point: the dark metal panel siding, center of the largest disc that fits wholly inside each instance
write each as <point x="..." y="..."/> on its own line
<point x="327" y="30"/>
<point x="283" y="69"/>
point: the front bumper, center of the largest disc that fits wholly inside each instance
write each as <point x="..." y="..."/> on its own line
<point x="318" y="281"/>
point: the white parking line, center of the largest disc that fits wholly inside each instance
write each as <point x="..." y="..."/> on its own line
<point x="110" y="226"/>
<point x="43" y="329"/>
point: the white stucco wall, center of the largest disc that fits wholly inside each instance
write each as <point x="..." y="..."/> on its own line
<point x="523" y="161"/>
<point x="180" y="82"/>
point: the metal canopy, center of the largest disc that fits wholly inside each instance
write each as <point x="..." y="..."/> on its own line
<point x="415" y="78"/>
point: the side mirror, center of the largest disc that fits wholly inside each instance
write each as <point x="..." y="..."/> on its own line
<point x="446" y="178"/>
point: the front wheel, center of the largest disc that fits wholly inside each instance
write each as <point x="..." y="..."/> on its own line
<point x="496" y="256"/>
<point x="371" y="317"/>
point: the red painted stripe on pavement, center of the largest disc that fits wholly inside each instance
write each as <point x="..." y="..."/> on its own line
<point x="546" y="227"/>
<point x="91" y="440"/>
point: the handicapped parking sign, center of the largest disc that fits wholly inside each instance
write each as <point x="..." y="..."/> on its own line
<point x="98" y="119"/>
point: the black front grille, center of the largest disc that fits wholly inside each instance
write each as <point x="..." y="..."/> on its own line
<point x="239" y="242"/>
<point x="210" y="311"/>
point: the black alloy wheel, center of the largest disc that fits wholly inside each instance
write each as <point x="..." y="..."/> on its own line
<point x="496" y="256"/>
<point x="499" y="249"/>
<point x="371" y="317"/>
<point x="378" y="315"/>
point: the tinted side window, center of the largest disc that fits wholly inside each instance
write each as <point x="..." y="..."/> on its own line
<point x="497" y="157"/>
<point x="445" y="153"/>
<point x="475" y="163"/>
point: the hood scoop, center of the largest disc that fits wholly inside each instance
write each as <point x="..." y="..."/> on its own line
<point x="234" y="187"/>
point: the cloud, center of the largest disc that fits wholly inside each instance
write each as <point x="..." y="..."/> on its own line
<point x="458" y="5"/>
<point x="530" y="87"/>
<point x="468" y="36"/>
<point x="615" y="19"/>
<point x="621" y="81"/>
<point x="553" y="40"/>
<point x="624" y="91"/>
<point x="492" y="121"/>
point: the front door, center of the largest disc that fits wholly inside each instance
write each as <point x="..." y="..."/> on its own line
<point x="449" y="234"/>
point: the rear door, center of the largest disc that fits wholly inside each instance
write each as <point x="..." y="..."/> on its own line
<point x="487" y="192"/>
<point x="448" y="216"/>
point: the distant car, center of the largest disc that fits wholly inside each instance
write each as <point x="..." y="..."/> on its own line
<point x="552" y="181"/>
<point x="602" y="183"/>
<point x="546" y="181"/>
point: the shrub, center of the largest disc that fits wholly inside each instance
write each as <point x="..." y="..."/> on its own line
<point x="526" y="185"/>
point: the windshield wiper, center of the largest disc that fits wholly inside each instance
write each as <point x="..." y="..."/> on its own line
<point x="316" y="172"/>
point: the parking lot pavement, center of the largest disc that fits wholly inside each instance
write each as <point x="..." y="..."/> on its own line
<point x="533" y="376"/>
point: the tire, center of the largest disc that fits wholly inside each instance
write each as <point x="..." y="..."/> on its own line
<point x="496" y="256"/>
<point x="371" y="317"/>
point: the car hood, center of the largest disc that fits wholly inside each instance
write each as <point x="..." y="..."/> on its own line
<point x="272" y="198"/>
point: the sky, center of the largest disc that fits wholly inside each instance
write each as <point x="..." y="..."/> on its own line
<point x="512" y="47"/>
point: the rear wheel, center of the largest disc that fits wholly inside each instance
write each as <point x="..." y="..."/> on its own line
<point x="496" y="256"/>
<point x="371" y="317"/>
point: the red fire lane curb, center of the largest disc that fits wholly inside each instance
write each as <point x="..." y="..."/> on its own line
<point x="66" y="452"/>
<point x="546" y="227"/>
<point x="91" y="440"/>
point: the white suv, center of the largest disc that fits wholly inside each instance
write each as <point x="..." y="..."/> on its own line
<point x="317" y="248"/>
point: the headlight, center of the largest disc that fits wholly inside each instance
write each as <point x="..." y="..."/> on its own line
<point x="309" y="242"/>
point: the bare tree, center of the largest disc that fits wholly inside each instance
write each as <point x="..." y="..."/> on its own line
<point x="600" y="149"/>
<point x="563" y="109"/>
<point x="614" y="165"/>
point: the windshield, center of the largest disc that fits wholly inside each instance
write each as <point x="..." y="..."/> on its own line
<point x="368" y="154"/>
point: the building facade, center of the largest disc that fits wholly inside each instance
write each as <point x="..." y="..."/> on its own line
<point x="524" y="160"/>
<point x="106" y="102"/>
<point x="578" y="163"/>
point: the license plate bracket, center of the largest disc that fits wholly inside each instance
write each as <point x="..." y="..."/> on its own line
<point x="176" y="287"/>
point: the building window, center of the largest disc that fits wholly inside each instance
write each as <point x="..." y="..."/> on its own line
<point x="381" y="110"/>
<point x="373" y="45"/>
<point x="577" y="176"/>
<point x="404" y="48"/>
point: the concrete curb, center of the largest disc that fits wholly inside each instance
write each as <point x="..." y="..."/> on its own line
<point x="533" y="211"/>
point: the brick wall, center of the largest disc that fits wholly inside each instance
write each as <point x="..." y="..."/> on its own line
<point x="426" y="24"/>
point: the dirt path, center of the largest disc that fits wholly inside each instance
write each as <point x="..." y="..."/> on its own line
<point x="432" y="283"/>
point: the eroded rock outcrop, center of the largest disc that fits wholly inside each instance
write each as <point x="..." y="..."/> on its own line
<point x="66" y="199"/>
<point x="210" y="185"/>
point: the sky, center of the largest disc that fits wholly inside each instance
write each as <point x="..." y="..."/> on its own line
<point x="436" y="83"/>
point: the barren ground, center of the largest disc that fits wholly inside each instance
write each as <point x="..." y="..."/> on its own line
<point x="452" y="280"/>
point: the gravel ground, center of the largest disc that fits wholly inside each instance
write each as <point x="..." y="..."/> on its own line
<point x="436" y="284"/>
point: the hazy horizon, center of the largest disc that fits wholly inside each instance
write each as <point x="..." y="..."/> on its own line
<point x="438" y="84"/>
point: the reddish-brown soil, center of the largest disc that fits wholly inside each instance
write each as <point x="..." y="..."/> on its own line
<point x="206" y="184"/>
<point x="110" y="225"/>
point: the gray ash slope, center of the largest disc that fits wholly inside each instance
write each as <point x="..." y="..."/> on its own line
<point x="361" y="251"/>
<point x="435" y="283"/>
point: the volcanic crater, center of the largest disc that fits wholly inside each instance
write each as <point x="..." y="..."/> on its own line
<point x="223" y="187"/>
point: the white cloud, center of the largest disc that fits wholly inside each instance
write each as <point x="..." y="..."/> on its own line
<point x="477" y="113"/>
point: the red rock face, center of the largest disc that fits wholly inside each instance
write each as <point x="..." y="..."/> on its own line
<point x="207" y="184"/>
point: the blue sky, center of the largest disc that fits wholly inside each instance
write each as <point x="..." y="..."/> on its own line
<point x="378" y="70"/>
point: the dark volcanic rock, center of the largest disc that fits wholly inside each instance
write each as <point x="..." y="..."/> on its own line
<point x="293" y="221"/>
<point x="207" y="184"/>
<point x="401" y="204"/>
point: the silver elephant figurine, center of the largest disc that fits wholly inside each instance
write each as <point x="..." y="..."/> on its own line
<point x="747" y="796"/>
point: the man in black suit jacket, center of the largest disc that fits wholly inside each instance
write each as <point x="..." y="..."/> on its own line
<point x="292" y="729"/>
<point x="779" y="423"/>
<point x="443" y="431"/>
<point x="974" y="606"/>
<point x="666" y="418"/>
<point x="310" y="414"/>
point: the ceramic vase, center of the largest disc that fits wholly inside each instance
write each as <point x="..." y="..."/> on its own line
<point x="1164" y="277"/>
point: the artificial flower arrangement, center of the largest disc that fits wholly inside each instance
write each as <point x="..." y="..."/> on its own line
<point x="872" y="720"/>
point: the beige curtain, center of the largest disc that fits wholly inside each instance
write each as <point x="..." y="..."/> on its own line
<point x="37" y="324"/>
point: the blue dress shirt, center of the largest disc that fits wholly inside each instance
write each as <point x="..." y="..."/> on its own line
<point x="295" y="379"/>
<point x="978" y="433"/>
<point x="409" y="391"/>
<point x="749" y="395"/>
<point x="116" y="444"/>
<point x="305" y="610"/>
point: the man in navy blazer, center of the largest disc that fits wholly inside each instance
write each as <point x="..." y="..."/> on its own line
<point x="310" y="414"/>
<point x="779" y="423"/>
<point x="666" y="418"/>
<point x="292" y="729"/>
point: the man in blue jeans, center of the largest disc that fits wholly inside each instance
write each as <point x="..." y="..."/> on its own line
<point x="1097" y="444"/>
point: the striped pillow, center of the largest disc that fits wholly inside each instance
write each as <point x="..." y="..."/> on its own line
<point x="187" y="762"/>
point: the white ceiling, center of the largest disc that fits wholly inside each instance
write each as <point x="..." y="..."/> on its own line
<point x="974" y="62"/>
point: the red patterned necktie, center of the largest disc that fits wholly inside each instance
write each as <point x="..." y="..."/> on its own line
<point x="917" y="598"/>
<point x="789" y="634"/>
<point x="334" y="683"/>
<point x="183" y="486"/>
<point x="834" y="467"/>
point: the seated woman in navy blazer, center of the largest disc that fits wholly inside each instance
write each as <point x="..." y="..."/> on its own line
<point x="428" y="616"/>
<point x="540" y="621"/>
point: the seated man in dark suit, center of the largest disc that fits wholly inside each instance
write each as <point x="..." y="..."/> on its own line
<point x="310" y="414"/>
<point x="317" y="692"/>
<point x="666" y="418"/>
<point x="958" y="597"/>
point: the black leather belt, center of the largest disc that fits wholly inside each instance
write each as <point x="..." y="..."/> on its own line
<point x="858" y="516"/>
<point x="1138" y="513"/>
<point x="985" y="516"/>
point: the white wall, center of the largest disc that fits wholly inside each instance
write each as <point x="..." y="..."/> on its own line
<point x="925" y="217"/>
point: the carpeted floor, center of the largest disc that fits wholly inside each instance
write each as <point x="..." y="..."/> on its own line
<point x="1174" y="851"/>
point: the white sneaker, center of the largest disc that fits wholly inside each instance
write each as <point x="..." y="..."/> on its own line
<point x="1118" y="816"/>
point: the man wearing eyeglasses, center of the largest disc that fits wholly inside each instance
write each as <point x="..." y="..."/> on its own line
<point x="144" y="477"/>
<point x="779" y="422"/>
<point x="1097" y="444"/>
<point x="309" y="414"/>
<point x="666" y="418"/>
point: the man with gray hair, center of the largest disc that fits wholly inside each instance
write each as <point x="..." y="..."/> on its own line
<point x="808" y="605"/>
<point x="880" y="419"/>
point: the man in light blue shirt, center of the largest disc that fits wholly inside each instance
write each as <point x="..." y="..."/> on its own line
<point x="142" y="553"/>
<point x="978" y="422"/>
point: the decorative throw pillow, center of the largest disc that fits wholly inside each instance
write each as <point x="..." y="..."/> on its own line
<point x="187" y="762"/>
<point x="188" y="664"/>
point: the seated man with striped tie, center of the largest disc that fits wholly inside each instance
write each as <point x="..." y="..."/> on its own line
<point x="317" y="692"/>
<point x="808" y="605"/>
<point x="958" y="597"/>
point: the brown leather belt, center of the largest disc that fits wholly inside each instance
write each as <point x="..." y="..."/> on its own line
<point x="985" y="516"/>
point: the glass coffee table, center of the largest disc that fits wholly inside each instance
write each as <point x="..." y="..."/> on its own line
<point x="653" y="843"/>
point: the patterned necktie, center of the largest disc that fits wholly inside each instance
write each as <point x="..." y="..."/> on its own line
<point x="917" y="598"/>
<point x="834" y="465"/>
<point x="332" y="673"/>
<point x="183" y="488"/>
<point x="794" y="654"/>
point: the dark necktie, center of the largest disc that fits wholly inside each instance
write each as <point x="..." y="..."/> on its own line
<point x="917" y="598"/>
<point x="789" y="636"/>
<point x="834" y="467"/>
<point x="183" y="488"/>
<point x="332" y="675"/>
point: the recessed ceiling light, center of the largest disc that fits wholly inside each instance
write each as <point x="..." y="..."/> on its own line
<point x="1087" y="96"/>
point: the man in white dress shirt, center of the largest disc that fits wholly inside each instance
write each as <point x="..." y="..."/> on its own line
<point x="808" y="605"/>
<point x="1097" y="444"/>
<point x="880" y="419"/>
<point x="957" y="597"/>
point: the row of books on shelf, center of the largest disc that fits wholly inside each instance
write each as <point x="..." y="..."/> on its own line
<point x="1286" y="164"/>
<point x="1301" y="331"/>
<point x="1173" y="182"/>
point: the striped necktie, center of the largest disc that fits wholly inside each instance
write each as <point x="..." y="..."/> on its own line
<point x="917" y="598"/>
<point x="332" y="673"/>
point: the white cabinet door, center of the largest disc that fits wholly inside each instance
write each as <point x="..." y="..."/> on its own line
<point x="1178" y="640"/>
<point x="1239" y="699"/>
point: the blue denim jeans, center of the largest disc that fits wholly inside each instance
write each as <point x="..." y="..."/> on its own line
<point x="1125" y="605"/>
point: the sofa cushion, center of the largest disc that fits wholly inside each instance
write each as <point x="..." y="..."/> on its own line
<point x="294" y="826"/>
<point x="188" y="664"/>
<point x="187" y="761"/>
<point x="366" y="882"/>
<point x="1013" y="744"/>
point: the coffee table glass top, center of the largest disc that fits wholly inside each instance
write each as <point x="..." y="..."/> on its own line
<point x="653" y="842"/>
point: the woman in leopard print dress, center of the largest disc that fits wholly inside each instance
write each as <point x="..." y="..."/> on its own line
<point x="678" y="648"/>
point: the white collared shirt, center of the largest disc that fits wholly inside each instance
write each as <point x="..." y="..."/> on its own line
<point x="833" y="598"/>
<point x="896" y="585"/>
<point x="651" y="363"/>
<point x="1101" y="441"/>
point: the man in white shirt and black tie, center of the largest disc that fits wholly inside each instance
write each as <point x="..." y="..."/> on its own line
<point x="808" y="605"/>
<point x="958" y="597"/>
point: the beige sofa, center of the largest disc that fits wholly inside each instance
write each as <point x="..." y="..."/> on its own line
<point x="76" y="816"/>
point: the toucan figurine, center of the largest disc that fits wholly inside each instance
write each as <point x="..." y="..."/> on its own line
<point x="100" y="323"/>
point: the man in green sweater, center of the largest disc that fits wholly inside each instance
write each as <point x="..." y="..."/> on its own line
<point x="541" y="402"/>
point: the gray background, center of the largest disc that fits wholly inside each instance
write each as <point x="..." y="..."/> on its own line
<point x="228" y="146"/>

• • •

__Goal__:
In the listing above, find the line with "point: the beige sofa, center" and set down that line and all after it exactly, through the final line.

__Full solution__:
point: the beige sofa, center of the largest disc that fits wholly inside each instance
write each as <point x="..." y="..."/> on its own line
<point x="76" y="816"/>
point: the toucan figurine, center of the largest disc that fits wholly inside each instance
write each as <point x="..." y="..."/> on its own line
<point x="100" y="323"/>
point: the man in green sweater, center of the largest disc that fits wholly inside each instance
write each as <point x="..." y="..."/> on its own line
<point x="541" y="402"/>
point: the gray background, center of the largest disc that fits wholly inside each instance
write each as <point x="..." y="..."/> on its own line
<point x="228" y="146"/>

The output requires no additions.